*Document text*.
The programmer may then choose (step 240) to have the computer execute (step 241) a.sim 76 or to exit (step 243) out of the GUI. Upon the execution of a.sim 76, instructions within tclib 72 (which is now a part of a.sim 76) cause the computer to query (step 242) either the initialization file or the GUI list to determine which functions have been selected for simulation, and the simulation conditions and simulation results chosen for each function. With this information, the tclib 72 instructions cause the computer to generate (step 244) a condition table. For each function selected for simulation, the condition table includes an entry that stores the selected simulation condition(s) and simulation result(s) corresponding to that function. After generating (step 244) the condition table, the computer updates (step 246) the simulation tables in the executable file such that the first slot, of each entry corresponding to a function selected for simulation, is set equal to the address in the third slot of the same entry. The computer then executes (step 247) the remaining application program instructions within a.sim 76.
The simulation tables can be replaced by additional simulation check instructions which examine the condition table to determine if a function has been selected for simulation. If simulation conditions corresponding to the function are listed in the condition table, then the function has been selected for simulation. This would save the memory space required to save the simulation tables; however, in general, the execution will be slower.
Referring to FIGS. 9a and 9b, when a.sim 76 is run and function foo 26 is called from another function (not shown), branch instruction 114 causes the computer to jump (arrow 116) over pre-existing instructions 30, 32, 34, and 36 and determine (step 118) whether the function was selected for simulation. This determining step involves fetching and jumping to an address stored in the first slot (slot one 90a) of an entry in simulation table 90 that corresponds to the function, for example, foo. If the programmer did not select function foo for simulation, then the address in the first slot is equal to the address in the second slot (slot two 90b) which corresponds to the address, within the simulation check instructions, of the copied first function instruction, for example, instr. a 28. As a result, the computer executes the copied first instruction and then branches 124 back to the second instruction, for example, instr. b 30, to complete function foo normally. If the programmer did select function foo for simulation, then the address in the first slot is equal to the address in the third slot (slot three 90c) which corresponds to the address, within the simulation check instructions, of a branch instruction 126 that points to the address location, func-- sim 128, of simulation instructions within tclib. As a result, the computer executes branch instruction 126 which causes the computer to branch to func-- sim 128 (that is, the simulation instructions) within tclib.
Referring to FIG. 10, after branching to func-- sim 128 in tclib 72, the computer selects (step 130) the simulation condition(s) from the condition table that corresponds to the function, for example, foo, from which the computer just branched. The computer then determines (step 132) whether the selected simulation condition has been met.
Tclib 72 has no knowledge of any function parameters (that is, arguments) or of the actual operation of the functions. The computer, therefore, only has data indicating which function, for example, foo, was called and the function (not shown) that called foo. Consequently, in the illustrated embodiment, the simulation condition is limited to: simulating the function every time the function is called; simulating the function after the function is called a certain number of times or a random number of times; or simulating the function when the function is called by a particular other function.

*Record set*.
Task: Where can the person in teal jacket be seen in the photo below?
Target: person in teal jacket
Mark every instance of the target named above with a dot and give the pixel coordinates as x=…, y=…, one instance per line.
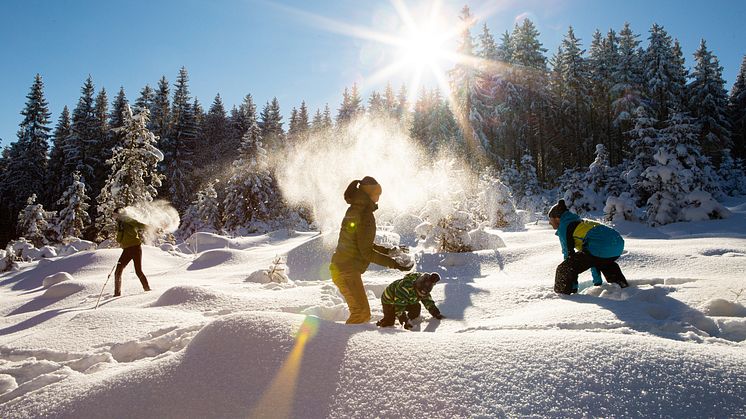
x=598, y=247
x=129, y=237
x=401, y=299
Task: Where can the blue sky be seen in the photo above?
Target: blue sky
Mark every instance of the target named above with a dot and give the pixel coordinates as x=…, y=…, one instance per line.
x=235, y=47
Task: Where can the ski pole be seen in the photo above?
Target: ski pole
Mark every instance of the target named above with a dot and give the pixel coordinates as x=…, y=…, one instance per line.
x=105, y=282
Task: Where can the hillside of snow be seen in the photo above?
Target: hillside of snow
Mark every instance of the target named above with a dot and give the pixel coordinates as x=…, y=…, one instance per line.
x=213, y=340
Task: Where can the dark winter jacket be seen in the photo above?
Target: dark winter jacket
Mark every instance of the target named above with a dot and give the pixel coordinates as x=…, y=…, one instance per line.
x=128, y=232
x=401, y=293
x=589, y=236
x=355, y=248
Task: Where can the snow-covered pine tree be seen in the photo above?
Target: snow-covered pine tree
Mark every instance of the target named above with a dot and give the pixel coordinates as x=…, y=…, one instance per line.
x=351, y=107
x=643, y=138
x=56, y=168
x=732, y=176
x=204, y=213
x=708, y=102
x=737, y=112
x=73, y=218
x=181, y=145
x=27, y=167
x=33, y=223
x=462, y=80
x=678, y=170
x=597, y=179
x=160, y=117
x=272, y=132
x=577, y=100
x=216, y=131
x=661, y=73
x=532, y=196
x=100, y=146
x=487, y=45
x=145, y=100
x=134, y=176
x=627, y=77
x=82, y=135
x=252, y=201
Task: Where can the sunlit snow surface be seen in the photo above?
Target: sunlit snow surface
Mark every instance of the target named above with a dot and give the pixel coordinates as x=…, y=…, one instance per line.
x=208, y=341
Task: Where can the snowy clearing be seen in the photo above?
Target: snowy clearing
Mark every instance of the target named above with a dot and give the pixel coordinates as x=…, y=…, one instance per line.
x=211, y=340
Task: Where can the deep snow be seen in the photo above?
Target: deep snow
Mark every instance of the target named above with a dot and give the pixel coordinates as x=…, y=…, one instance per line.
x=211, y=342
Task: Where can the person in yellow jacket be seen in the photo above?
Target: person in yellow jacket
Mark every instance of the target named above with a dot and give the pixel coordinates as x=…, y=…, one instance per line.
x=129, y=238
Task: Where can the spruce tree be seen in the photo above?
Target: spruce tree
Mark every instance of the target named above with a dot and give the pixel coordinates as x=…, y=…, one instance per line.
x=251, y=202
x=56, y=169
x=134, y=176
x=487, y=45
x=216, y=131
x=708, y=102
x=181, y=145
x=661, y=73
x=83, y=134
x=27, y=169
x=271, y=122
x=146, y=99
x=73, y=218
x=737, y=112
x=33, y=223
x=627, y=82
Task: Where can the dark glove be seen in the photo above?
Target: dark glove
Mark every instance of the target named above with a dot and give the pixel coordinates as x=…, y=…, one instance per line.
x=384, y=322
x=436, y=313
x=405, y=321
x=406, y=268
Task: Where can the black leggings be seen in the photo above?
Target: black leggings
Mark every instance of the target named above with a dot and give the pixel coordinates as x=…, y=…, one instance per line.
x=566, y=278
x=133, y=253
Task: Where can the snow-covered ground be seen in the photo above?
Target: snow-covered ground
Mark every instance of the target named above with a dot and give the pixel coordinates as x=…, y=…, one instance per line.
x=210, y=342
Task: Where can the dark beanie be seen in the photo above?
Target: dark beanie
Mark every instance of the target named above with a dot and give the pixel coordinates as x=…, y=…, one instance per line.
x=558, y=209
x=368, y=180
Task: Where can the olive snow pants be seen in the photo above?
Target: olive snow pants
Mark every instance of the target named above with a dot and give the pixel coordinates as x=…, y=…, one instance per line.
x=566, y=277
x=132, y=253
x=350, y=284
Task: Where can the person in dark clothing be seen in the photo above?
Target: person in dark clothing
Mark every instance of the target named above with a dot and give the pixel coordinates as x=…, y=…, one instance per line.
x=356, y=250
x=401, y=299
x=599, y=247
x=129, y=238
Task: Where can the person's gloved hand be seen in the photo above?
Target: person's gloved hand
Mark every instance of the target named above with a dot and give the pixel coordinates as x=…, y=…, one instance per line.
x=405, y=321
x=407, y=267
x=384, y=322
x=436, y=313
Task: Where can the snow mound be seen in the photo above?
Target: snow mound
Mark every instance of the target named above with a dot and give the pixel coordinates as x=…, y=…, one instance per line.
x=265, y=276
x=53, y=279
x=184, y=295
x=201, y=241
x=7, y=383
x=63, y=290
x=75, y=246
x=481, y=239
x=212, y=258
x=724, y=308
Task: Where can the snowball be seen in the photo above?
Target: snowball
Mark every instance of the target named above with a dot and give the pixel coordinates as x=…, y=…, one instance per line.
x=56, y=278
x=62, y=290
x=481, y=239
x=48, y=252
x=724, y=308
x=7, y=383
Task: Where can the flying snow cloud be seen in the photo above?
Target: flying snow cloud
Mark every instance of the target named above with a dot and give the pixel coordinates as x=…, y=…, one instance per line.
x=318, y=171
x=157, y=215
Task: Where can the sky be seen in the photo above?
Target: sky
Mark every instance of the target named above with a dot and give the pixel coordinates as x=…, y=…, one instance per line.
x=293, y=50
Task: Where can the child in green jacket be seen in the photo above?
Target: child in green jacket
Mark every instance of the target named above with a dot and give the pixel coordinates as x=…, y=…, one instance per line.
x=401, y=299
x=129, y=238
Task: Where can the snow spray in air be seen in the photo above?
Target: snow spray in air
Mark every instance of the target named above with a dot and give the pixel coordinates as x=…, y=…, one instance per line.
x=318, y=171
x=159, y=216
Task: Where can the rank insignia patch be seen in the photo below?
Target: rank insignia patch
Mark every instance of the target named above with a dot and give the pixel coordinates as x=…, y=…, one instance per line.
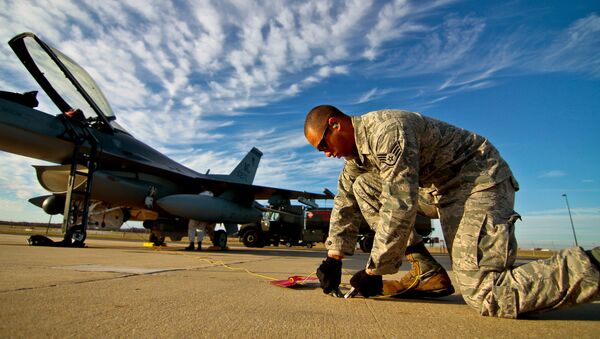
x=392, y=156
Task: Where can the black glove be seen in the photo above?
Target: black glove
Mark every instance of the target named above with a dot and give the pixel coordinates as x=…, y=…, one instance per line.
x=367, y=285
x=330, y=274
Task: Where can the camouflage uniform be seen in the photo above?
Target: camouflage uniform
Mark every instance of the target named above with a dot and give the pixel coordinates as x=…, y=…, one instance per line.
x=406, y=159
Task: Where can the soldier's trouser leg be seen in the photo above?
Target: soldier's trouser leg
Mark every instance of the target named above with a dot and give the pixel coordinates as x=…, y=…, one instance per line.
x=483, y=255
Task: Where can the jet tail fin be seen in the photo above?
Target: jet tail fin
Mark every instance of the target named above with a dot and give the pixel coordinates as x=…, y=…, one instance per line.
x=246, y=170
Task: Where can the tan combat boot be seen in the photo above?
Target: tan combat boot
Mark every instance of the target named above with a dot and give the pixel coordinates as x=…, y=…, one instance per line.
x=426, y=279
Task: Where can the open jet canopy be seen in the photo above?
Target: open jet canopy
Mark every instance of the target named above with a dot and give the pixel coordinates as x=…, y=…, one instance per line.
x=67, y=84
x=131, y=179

* * *

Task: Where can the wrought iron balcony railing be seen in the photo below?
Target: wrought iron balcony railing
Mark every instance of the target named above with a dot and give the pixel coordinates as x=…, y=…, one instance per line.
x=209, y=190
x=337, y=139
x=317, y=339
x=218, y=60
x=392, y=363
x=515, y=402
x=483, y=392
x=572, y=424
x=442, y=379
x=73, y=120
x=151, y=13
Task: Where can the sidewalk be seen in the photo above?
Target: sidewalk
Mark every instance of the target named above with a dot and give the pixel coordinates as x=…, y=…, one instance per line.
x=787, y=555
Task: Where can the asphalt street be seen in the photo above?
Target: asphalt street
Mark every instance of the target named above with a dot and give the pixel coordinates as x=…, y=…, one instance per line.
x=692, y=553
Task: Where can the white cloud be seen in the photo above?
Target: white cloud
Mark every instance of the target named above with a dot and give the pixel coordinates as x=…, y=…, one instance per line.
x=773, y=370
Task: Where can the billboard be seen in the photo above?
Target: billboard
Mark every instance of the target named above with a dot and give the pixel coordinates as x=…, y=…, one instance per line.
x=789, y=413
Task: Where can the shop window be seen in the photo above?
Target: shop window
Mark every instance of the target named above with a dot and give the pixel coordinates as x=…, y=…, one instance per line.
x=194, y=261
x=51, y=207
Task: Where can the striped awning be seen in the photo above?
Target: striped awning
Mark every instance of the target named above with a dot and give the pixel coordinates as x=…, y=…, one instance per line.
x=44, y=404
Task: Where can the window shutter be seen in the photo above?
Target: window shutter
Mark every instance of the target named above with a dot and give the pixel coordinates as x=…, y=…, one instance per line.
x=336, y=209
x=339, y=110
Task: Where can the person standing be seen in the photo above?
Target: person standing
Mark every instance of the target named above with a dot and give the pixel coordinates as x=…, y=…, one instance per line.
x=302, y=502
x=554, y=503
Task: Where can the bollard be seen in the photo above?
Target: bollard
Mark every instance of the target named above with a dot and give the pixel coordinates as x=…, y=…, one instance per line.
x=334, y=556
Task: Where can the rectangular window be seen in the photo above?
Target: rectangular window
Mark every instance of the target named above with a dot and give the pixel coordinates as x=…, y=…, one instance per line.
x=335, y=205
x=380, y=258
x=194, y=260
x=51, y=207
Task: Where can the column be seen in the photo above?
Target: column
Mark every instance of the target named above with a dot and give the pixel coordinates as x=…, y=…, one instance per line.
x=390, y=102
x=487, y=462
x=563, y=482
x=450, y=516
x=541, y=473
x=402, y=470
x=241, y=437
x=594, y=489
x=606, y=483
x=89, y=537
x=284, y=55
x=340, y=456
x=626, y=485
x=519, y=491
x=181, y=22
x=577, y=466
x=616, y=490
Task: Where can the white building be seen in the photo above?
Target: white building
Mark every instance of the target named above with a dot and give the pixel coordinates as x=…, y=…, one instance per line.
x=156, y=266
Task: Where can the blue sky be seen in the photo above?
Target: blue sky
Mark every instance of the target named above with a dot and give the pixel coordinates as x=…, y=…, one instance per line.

* * *

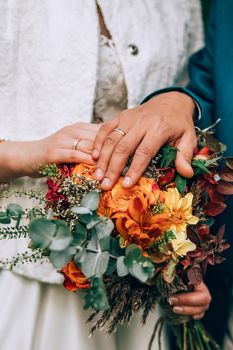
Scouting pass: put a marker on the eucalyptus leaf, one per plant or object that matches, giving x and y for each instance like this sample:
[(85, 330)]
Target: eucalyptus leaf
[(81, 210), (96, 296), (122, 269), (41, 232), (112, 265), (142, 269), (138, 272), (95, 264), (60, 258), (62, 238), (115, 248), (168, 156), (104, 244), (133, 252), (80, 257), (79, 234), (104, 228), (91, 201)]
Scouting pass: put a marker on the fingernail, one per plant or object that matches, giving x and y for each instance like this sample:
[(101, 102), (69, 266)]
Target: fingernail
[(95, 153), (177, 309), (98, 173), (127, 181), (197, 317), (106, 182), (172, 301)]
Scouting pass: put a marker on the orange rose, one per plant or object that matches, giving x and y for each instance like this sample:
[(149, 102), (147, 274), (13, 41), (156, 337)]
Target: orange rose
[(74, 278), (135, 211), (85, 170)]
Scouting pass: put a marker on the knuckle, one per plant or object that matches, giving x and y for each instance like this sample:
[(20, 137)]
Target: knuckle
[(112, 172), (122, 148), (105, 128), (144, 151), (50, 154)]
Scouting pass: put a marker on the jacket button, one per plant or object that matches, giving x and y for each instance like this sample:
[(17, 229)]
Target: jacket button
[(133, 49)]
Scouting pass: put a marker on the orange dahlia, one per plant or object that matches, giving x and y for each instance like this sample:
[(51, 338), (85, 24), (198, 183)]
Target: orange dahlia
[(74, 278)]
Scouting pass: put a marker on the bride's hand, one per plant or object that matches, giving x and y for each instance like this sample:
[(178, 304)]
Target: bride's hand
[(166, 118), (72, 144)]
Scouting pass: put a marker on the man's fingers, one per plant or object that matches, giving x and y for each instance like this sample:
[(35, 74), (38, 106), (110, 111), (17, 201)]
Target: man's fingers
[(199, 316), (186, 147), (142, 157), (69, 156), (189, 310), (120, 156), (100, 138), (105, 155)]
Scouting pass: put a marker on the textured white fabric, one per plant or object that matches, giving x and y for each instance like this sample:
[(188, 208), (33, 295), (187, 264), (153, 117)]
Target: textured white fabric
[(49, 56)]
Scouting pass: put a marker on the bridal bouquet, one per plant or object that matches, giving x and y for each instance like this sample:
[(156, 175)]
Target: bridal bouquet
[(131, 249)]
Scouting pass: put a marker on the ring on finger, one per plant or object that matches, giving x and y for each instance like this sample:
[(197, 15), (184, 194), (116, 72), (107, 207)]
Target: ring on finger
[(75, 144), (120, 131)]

*Problems and tasks*.
1/ Reproduce the part of the function simulation text starting with "Referring to FIG." and going on through "has been met.".
2/ Write the next part of the function simulation text, picking up after its final sentence.

*Written answers*.
1/
Referring to FIG. 10, after branching to func-- sim 128 in tclib 72, the computer selects (step 130) the simulation condition(s) from the condition table that corresponds to the function, for example, foo, from which the computer just branched. The computer then determines (step 132) whether the selected simulation condition has been met.

2/
If the computer determines (step 132) that the simulation condition has not been met, then the computer branches (step 134) back to instr. a 28 (FIGS. 9a and 9b), executes instr. a 28, and branches (instruction 124) back to pre-existing instr. b 30 to normally complete pre-existing function foo. If, on the other hand, the computer determines (step 132) that the simulation condition has been met, then the computer sets (step 136) a return value X to a value equal to the simulation result selected by the programmer (that is, the value stored in the condition table). Return value X may be set to a particular value, in which case, the computer returns (step 138) that value to the function (not shown) that called function foo, or return value X may be set to a particular function name, in which case, the computer calls that particular function. If the return value X is set to a particular function name, then the computer executes that function instead of function foo.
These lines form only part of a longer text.